+++ Material for the task

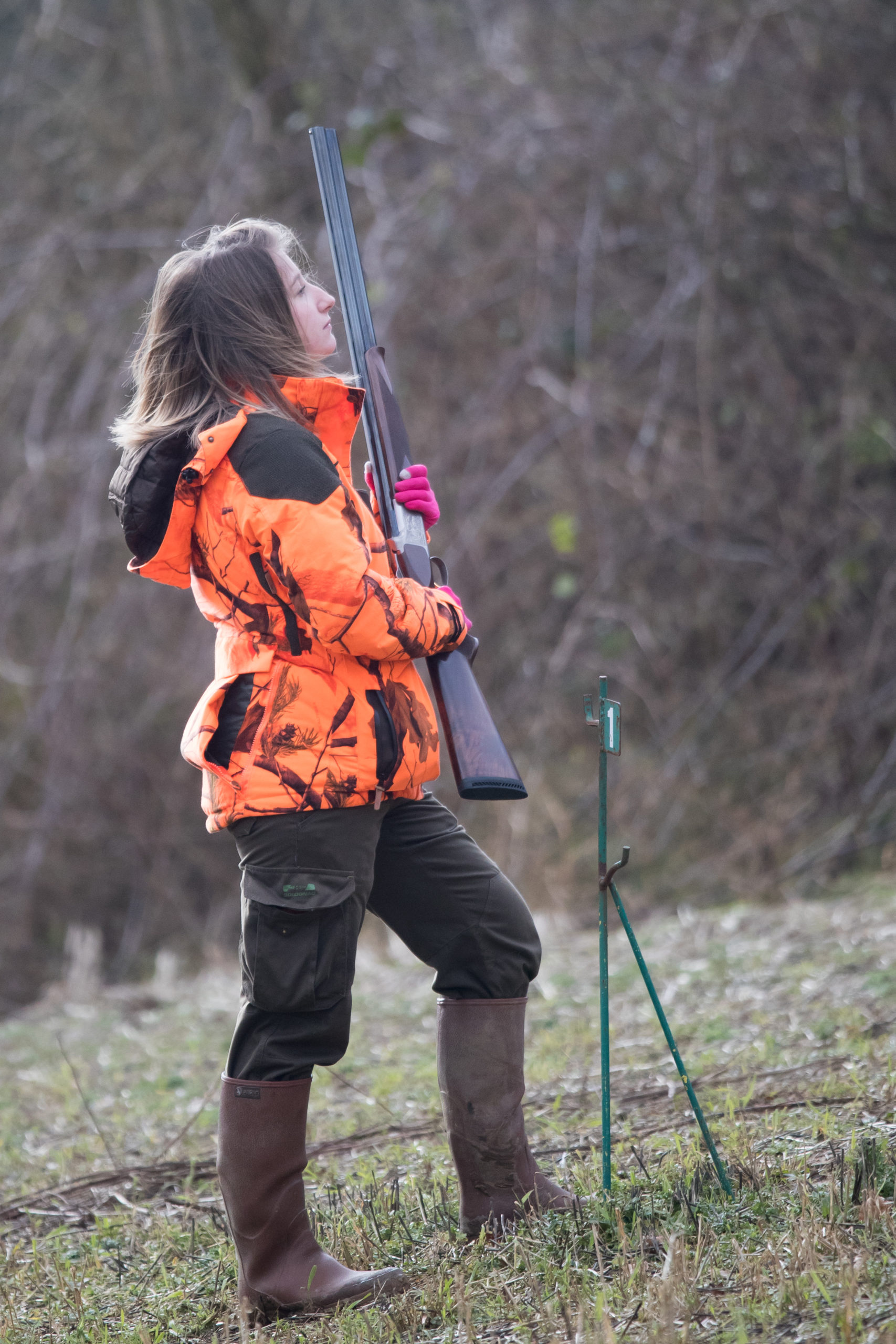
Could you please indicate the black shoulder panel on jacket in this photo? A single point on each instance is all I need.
(280, 460)
(143, 491)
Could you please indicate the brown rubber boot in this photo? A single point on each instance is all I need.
(480, 1064)
(261, 1159)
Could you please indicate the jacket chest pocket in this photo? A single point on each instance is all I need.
(299, 936)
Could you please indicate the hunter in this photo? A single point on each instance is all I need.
(316, 741)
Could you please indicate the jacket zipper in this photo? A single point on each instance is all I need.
(386, 743)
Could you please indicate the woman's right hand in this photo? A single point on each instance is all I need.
(452, 593)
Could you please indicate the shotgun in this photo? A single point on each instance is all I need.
(483, 765)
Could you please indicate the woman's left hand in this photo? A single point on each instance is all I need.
(414, 491)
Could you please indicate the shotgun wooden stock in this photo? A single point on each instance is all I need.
(483, 765)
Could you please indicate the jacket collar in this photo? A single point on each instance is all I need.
(330, 406)
(332, 411)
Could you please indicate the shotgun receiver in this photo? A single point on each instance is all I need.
(483, 765)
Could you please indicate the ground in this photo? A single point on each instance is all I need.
(113, 1227)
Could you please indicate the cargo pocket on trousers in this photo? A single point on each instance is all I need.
(297, 949)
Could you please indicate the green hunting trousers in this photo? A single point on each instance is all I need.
(309, 878)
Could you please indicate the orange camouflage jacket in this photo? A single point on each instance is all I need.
(316, 702)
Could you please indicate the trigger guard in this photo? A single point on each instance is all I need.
(438, 570)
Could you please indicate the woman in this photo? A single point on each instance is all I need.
(315, 741)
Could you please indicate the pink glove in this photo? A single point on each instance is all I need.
(452, 593)
(414, 491)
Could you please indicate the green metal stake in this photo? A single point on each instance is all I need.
(671, 1043)
(609, 722)
(605, 970)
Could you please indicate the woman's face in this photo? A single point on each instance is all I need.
(311, 308)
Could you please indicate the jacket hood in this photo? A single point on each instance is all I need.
(156, 487)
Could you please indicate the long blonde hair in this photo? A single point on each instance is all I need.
(219, 332)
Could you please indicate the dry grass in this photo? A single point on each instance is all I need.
(785, 1015)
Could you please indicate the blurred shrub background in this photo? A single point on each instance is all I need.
(635, 269)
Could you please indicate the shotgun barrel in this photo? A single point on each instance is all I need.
(483, 765)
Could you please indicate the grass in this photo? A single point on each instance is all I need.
(785, 1018)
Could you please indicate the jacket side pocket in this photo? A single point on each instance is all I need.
(299, 936)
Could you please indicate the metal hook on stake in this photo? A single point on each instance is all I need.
(612, 873)
(609, 721)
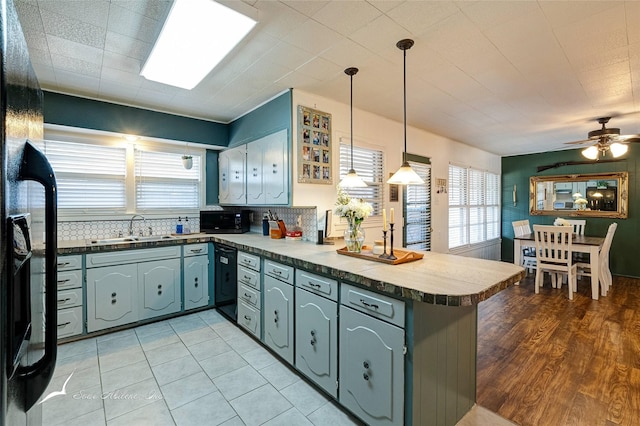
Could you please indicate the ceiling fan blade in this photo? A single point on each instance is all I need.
(580, 142)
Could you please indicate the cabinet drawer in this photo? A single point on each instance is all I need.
(249, 260)
(69, 322)
(377, 305)
(317, 284)
(69, 298)
(279, 271)
(249, 318)
(248, 295)
(196, 249)
(132, 256)
(69, 279)
(67, 263)
(249, 277)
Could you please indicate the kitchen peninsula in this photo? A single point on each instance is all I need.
(432, 301)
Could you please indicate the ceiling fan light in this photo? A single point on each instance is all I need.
(618, 149)
(352, 180)
(591, 153)
(405, 176)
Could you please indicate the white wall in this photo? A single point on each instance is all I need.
(387, 135)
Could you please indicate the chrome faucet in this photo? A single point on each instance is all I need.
(131, 224)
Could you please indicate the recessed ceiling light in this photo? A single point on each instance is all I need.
(196, 36)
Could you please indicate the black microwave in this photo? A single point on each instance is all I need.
(221, 222)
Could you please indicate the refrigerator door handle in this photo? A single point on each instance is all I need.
(36, 167)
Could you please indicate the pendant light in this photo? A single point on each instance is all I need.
(352, 180)
(405, 174)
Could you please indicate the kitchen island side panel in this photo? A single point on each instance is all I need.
(444, 363)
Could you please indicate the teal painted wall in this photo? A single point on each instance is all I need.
(269, 118)
(97, 115)
(517, 170)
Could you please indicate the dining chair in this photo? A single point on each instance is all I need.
(578, 225)
(554, 255)
(520, 228)
(605, 278)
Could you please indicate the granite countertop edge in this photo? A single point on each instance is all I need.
(304, 259)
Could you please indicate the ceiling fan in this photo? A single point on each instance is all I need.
(606, 139)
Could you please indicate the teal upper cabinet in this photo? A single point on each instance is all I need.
(256, 173)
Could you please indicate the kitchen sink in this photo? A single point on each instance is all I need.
(131, 239)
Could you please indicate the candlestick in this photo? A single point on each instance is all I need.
(391, 256)
(384, 254)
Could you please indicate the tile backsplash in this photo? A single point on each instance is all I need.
(93, 229)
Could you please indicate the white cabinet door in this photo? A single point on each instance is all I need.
(196, 282)
(371, 368)
(268, 170)
(232, 175)
(255, 174)
(278, 317)
(111, 296)
(159, 284)
(317, 339)
(276, 168)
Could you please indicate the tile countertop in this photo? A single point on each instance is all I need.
(441, 279)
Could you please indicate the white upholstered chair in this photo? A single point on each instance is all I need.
(605, 277)
(520, 228)
(554, 255)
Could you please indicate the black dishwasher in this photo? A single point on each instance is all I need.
(226, 290)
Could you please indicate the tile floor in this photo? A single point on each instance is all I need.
(198, 369)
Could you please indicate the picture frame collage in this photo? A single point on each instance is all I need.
(314, 146)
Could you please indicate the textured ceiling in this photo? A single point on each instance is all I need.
(510, 77)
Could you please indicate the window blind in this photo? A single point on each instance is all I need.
(162, 182)
(368, 163)
(474, 206)
(418, 210)
(88, 176)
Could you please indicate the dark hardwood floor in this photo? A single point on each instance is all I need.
(546, 360)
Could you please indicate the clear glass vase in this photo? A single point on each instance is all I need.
(354, 236)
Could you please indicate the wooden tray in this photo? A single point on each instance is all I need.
(403, 256)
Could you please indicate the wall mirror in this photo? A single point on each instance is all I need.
(590, 195)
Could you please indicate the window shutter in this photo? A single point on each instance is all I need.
(418, 209)
(368, 163)
(88, 176)
(162, 182)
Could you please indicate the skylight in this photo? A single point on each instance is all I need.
(196, 36)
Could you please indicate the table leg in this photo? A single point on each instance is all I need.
(594, 263)
(517, 254)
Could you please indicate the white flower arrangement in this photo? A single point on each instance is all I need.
(355, 210)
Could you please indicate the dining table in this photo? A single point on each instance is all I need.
(579, 244)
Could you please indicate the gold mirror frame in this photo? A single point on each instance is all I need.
(543, 193)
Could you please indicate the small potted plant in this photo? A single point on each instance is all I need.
(187, 161)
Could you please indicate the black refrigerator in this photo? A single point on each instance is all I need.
(28, 323)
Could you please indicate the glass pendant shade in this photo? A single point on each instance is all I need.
(405, 174)
(591, 153)
(618, 149)
(352, 180)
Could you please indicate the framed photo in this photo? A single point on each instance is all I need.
(314, 146)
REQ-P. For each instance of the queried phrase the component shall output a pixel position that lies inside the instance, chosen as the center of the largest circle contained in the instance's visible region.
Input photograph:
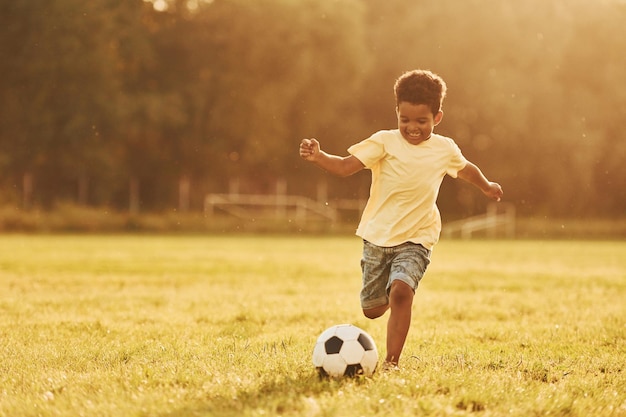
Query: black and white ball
(345, 350)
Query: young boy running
(401, 222)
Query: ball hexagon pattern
(345, 350)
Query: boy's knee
(401, 292)
(376, 312)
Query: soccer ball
(345, 350)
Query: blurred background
(152, 105)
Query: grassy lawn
(225, 326)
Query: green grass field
(225, 326)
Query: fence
(499, 220)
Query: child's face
(416, 121)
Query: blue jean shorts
(381, 266)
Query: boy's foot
(390, 367)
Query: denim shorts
(381, 266)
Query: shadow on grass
(281, 395)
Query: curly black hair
(421, 87)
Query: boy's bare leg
(400, 304)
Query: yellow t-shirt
(402, 206)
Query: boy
(401, 222)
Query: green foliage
(225, 326)
(99, 93)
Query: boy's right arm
(337, 165)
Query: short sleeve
(457, 161)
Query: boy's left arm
(472, 174)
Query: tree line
(150, 105)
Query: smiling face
(416, 122)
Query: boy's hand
(494, 191)
(309, 149)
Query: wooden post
(27, 190)
(184, 188)
(281, 198)
(134, 195)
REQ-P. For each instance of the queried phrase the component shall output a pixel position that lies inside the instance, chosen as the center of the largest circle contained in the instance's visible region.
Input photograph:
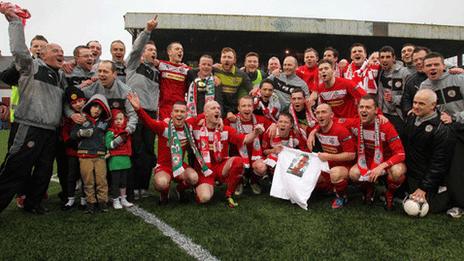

++++++

▸ Problem to work on: Exclude all pictures and reproduce verbatim the lines running from the line that contains "Query: boy's bare leg" to the end of the data above, both ends included.

▸ Task answer:
Query: boy's bare leg
(400, 304)
Query: yellow t-shirt
(402, 206)
Query: boy
(401, 222)
Query: green foliage
(225, 326)
(99, 93)
Query: boy's right arm
(337, 165)
Query: short sleeve
(457, 161)
Query: boy's left arm
(472, 174)
Query: tree line
(150, 105)
Query: smiling face
(416, 122)
Query: boy's hand
(494, 191)
(309, 149)
Query: wooden post
(27, 190)
(184, 188)
(281, 198)
(134, 195)
REQ-P. For each instance of the queried phrase the component shall output a pixel position that lies inside the instance, chosen as the center of the largest circle contained in the instance's visible region.
Input photograph:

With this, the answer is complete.